Task objective >> Below are the entries to work from; restate word for word the portion that opens with the line containing "Target: fork tine" and closes with the line containing "Target: cliff face", keeping both.
Data to use Block Start
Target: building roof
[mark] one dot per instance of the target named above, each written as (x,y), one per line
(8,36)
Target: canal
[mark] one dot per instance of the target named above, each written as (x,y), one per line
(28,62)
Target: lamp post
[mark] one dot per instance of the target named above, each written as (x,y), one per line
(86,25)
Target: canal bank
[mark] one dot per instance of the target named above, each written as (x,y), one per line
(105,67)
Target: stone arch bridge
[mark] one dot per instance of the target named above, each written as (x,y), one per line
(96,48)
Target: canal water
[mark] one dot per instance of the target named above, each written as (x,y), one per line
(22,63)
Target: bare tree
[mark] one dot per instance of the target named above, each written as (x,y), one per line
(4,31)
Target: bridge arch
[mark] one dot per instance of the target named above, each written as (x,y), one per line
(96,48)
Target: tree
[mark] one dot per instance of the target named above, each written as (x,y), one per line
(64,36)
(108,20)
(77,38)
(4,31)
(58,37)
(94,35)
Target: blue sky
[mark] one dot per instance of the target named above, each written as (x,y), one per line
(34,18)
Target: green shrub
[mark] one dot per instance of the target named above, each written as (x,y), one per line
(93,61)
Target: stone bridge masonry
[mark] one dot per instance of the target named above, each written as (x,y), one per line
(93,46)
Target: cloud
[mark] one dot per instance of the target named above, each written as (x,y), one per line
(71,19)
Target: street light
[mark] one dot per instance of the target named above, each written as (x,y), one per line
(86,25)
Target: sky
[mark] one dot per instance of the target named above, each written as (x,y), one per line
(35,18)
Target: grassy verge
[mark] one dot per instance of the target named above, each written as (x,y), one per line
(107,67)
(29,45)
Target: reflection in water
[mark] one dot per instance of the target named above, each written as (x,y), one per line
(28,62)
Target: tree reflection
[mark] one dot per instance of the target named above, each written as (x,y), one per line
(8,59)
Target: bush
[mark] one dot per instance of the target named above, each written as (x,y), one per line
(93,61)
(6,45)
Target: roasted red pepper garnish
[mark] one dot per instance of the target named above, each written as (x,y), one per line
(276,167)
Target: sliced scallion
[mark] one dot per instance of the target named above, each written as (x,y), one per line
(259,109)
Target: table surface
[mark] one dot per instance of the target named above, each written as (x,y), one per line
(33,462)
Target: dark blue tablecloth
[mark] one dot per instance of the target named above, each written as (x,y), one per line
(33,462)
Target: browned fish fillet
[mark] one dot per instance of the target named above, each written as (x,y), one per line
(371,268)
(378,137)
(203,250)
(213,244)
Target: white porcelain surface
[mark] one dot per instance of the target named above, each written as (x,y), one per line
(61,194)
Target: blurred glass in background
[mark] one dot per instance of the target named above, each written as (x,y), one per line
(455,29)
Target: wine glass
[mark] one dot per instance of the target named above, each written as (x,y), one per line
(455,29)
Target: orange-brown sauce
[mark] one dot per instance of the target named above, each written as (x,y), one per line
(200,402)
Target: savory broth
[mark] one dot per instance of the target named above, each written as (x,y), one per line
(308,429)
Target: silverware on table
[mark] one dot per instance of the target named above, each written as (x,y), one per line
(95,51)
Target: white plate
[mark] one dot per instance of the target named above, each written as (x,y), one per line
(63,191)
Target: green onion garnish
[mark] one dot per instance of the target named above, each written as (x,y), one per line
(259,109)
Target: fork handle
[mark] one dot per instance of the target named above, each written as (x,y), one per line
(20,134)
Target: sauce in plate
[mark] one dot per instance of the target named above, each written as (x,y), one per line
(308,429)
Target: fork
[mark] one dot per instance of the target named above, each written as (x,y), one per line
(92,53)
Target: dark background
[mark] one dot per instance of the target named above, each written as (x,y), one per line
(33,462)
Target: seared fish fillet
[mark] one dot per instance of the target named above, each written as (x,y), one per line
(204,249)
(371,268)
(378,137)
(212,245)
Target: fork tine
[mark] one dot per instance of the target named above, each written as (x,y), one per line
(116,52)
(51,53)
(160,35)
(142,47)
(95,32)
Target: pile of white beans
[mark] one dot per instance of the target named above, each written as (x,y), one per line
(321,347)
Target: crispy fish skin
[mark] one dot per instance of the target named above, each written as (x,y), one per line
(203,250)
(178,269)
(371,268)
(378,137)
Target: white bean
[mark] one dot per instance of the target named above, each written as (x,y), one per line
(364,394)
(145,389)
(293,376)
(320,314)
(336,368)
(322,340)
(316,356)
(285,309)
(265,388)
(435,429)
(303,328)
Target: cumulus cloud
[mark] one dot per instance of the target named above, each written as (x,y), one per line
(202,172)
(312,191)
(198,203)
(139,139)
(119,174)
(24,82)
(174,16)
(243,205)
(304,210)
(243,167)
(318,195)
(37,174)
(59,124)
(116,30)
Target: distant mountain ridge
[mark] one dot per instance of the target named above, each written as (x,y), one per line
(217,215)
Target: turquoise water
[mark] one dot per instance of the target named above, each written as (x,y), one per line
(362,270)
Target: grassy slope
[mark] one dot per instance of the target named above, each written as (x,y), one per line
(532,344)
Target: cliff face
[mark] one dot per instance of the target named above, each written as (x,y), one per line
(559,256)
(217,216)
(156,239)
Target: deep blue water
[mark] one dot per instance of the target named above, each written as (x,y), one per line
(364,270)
Data to use Block End
Answer space >>
Target: fork tine
[mark] one dot per instance of the target named above, each written as (x,y), one per line
(116,52)
(51,53)
(160,35)
(142,47)
(95,32)
Target: pile of white beans
[mark] one dot per instance of the target named above, each written as (x,y), one per line
(321,347)
Target: crispy fish skin
[mark] one dot per instance of the target named above, each written as (x,y), one per line
(203,250)
(178,269)
(371,268)
(378,137)
Target: white bean
[mark] one dot per instance of the target named above, each written as (x,y), one per line
(364,394)
(145,389)
(293,376)
(320,314)
(336,368)
(322,340)
(316,356)
(285,309)
(265,388)
(435,429)
(303,328)
Target: cumulus cloud
[mark] one dot per instance of the target named above, each written as (x,y), one per line
(202,172)
(312,191)
(198,203)
(139,139)
(119,174)
(24,82)
(174,16)
(243,205)
(304,210)
(243,167)
(318,195)
(37,174)
(59,124)
(116,30)
Target: distant mountain ridge
[mark] one dot per instance of the target named above, each written as (x,y), one per line
(217,215)
Target: turquoise water
[mark] one dot per instance of the target named above, each written as (x,y), one per line
(362,270)
Target: grassy slope
[mark] one dot per instance of the target named above, each written as (x,y), one per line
(532,344)
Target: cliff face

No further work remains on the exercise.